**Directions**. Copy out once more, exactly, the line with "Target: front door" and all the lines after it, up to the last line of the data.

** Records for the task follows **

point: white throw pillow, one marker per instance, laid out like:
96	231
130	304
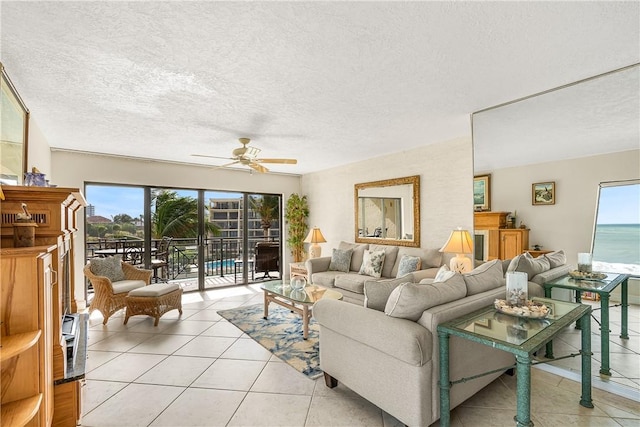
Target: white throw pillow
530	265
443	274
408	264
372	263
484	277
410	300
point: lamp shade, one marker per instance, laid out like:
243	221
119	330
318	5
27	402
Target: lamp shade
315	236
459	242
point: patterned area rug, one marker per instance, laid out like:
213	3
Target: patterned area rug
281	334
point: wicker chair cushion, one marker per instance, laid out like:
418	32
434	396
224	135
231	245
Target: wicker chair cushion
109	267
155	290
124	286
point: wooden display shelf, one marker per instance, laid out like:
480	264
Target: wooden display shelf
20	412
13	345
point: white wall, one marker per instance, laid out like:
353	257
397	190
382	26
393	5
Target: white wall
446	191
74	169
567	225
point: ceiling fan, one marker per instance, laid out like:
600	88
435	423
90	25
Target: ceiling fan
248	156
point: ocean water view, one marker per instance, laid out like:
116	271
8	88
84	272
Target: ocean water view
617	248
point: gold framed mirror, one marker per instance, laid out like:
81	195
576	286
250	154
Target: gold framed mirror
387	212
13	133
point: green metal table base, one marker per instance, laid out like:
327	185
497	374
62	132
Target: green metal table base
523	376
605	367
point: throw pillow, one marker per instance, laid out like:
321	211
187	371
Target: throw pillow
556	259
372	263
109	267
443	274
410	300
408	264
484	277
528	264
341	260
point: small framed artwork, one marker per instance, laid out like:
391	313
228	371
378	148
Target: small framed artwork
482	193
543	193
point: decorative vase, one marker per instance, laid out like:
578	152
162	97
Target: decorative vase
298	283
517	292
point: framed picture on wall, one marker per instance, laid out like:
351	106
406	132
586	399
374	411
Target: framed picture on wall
482	193
543	193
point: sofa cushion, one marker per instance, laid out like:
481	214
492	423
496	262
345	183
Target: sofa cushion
410	300
358	254
528	264
408	264
390	255
326	278
372	263
556	259
428	258
351	282
109	267
341	260
487	276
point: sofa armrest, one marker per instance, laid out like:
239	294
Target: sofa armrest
400	338
316	265
554	273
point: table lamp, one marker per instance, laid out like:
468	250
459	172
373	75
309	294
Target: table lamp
314	237
460	243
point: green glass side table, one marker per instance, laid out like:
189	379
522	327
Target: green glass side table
522	338
603	288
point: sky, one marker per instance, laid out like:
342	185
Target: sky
618	205
110	201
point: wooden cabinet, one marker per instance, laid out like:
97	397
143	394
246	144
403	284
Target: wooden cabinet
501	242
27	363
54	210
513	241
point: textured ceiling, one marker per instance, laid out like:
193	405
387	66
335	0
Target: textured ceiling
328	83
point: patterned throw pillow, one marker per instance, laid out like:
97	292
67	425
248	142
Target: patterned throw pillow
109	267
408	264
341	260
372	263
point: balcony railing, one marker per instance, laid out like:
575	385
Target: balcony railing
222	255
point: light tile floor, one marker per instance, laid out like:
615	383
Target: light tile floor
199	370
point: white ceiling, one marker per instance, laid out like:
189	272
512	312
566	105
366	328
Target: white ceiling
328	83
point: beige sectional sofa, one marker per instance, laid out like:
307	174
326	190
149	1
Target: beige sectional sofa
392	359
351	283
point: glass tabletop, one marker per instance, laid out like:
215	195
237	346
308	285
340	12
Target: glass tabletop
309	295
490	323
593	285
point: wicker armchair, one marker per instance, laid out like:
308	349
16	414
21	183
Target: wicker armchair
110	297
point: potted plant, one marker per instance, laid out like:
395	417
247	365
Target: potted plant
296	214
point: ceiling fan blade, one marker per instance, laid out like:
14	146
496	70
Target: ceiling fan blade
283	161
226	165
212	157
258	167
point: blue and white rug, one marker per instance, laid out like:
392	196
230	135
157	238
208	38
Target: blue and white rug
281	334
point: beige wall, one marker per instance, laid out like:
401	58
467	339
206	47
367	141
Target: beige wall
567	225
446	191
74	169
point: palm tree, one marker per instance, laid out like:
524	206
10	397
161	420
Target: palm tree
267	207
177	216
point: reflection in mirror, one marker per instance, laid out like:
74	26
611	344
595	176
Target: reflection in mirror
13	144
387	212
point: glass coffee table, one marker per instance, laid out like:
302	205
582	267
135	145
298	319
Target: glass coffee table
298	301
602	287
520	336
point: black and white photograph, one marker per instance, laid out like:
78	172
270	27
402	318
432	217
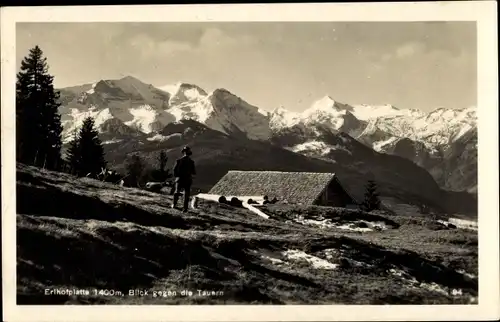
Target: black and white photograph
238	162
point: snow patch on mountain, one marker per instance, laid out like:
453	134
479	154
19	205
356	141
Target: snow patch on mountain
380	145
92	90
183	92
147	119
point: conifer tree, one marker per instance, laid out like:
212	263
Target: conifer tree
89	156
38	122
371	201
73	154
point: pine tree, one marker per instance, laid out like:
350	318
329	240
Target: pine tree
73	154
135	169
38	122
371	201
89	157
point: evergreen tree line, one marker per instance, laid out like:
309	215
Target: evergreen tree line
39	130
38	122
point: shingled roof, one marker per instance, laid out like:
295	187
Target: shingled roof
288	187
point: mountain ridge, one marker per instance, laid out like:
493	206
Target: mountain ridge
415	135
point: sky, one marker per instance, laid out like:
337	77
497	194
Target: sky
421	65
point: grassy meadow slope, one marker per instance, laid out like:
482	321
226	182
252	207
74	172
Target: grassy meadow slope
84	234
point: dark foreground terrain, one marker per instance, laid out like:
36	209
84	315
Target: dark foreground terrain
81	234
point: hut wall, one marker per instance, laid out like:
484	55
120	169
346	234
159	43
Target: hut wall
334	196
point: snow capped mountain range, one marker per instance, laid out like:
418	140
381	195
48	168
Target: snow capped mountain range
129	107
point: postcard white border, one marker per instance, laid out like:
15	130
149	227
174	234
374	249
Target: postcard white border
483	12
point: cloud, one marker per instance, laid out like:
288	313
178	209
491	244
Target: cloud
212	40
148	47
409	49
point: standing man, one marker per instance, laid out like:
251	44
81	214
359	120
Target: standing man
184	170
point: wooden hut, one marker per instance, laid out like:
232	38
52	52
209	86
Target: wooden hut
300	188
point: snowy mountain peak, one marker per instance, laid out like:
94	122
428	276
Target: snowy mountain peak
325	104
182	92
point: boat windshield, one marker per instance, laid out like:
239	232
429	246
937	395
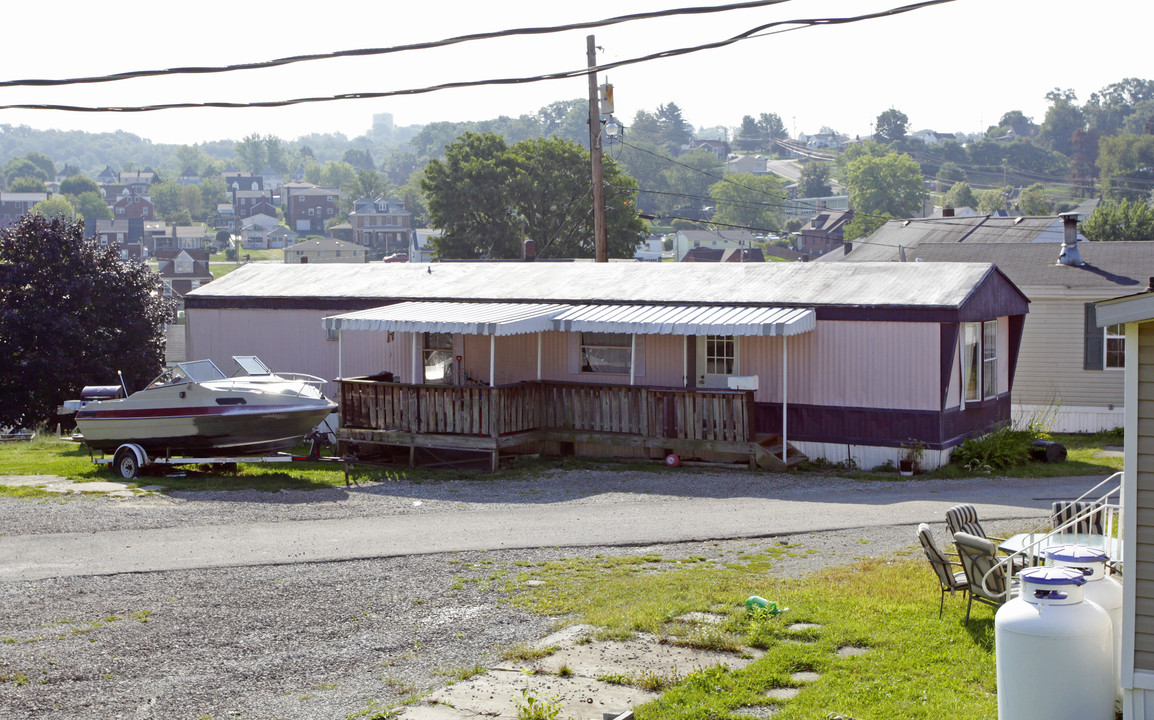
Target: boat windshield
252	365
197	370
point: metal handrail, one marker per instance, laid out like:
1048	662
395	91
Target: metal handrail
1028	554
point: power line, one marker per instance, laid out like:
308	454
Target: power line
395	49
758	31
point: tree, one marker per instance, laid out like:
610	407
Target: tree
675	129
467	199
22	167
991	201
551	194
1033	201
889	186
771	126
1109	109
358	159
73	314
1063	119
749	135
756	202
486	194
44	163
1126	165
815	179
27	185
1119	220
891	126
54	207
252	154
960	195
79	185
90	207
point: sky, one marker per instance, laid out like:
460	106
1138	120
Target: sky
952	67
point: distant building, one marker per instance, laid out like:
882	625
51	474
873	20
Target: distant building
182	270
382	225
324	250
15	204
824	232
309	209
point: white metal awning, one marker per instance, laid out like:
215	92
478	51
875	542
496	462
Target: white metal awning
493	319
686	320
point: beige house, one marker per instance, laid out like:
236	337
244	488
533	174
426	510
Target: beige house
324	250
1136	315
1071	370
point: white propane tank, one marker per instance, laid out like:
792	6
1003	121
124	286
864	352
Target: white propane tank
1053	651
1100	589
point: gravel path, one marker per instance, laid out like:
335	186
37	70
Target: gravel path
321	639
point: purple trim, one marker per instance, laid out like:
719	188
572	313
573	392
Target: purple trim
890	428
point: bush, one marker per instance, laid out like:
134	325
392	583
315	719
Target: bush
1005	447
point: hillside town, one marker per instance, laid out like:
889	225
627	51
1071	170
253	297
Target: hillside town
793	316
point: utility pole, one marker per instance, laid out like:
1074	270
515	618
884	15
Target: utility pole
600	245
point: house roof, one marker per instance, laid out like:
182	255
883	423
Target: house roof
1130	308
848	285
500	319
326	244
1110	267
883	245
687	320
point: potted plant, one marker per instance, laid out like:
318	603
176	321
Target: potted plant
913	451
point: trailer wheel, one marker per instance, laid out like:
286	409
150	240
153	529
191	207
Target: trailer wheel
126	464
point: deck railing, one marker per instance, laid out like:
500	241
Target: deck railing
674	413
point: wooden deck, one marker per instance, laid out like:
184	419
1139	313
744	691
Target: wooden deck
680	420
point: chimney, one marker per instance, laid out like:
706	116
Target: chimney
1070	255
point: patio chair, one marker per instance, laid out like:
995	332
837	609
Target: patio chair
964	518
950	575
1079	517
986	576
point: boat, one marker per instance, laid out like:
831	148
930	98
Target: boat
195	409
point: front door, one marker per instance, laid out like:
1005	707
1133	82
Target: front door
717	360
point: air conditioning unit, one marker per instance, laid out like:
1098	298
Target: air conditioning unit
743	382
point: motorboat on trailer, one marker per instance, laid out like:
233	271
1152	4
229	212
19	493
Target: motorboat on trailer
194	407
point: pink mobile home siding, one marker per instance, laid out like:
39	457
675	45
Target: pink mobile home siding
289	340
885	365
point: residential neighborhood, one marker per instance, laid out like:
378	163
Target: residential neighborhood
607	406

** End of Records for the task **

**The completed task**.
Target: front door
717	360
point: air conditioning unit, one marker per instance, laid out like:
1098	298
Target: air conditioning unit
743	382
point: motorboat on trailer, one marker per instance, laid out like:
233	271
1152	4
229	212
19	493
Target: motorboat on trailer
194	407
point: pink mobile home siding, one marker per instance, laid out like:
39	457
675	45
Target: pink mobile home siding
289	340
885	365
point: residential neighborhood, one marker per instance, laid out like:
378	163
Target: residential neighborhood
607	406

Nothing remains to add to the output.